::: READING PASSAGE
Extra Feature: The Arango View Wrapper

The arango view wrapper (cag.view_wrapper) is a tool to simplify the creation of Arango Analyzers. This tool can be used by the Analyzer component mentioned above. This wrapper has classes that facilitate the creation of arango view and all its properties and components.

The full example can be found in the examples folder

Create an arango analyzer

The valid attributes/values for the properties depend on the type used. For example, the delimiter type needs to know the desired delimiting character(s), whereas the text type takes a locale, stop-words, and more.

source

The analyzer class loads the required attributes of an analyzer based on its type. The supported types are:

  • _TYPE_IDENTITY -> “identity”, attributes to set: None

  • _TYPE_TEXT -> “text”, attributes to set: ‘locale’, ‘case’, ‘stopwords’, ‘accent’, ‘stemming’, ‘edge_ngram’

  • _TYPE_NGRAM -> “ngram”, attributes to set: ‘min’, ‘max’, ‘preserve_original’, ‘start_marker’, ‘end_marker’, ‘stem_type’

  • _TYPE_STEM -> “stem”, attributes to set: locale

  • _TYPE_DELIMITE -> “delimiter”, attributes to set: delimiter

from cag.view_wrapper.arango_analyzer import ArangoAnalyzer, EdgeNGram

analyzer = ArangoAnalyzer("sample_analyzer")
analyzer.type = ArangoAnalyzer._TYPE_TEXT
analyzer.set_stopwords(language="english", custom_stopwords=['hello'], include_default=False)

print(analyzer.get_type_fields())
## Returns: ['locale', 'case', 'stopwords', 'accent', 'stemming', 'edge_ngram']

analyzer.set_features(frequency=True, norm=True, position=True) # by defaults, all the features are set to True
analyzer.set_edge_ngrams(EdgeNGram(min=2,
                            max=4,
                            preserve_original=False))
print(analyzer.summary())

The summary returns the dictionary used to create the Analyzer:

{
    "name": "sample_analyzer",
    "type": "text",
    "features": [
        "Frequency",
        "norm",
        "position"
    ],
    "locale": "en",
    "case": "lower",
    "stopwords": [
        "hello"
::::::
## EXERCISE 1:
Rewrite the paragraph of the Arango view wrapper page that begins "The valid attributes/values" in a shorter form, keeping its main facts.
::: ENTRIES PROVIDED
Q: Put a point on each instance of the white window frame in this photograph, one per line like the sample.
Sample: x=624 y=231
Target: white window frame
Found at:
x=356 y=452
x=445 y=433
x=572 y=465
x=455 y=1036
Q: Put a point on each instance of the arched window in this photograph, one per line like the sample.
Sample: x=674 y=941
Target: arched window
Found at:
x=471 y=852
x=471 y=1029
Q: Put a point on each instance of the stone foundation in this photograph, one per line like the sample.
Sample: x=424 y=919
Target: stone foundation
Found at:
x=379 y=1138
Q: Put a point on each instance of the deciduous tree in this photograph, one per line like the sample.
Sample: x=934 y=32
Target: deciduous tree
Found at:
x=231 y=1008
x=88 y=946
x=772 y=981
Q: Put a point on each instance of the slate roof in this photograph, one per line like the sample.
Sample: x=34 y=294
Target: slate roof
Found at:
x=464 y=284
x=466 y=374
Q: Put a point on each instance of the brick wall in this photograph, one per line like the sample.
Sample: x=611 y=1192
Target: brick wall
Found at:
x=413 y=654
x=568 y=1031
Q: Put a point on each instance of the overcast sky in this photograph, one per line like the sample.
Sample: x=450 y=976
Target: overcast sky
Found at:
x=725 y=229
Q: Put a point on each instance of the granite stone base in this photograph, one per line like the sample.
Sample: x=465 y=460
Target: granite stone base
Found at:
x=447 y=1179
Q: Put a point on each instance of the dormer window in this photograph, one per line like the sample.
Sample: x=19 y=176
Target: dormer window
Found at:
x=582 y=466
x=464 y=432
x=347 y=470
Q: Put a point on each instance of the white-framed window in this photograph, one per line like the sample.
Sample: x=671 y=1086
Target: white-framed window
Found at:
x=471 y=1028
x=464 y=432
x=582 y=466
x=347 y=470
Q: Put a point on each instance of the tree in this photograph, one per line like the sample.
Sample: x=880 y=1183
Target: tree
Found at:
::::::
## EXERCISE 2:
In the entries, from the first line through the line with "x=455 y=1036", change "white window frame" to "white window casing" and leave everything else as it is. Give only those lines.

## CORRECT RESPONSE 1:
Which property values are valid depends on the type. The delimiter type needs the delimiting character(s), while the text type takes a locale, stop-words, and more.

## CORRECT RESPONSE 2:
Q: Put a point on each instance of the white window casing in this photograph, one per line like the sample.
Sample: x=624 y=231
Target: white window casing
Found at:
x=356 y=452
x=445 y=433
x=572 y=465
x=455 y=1036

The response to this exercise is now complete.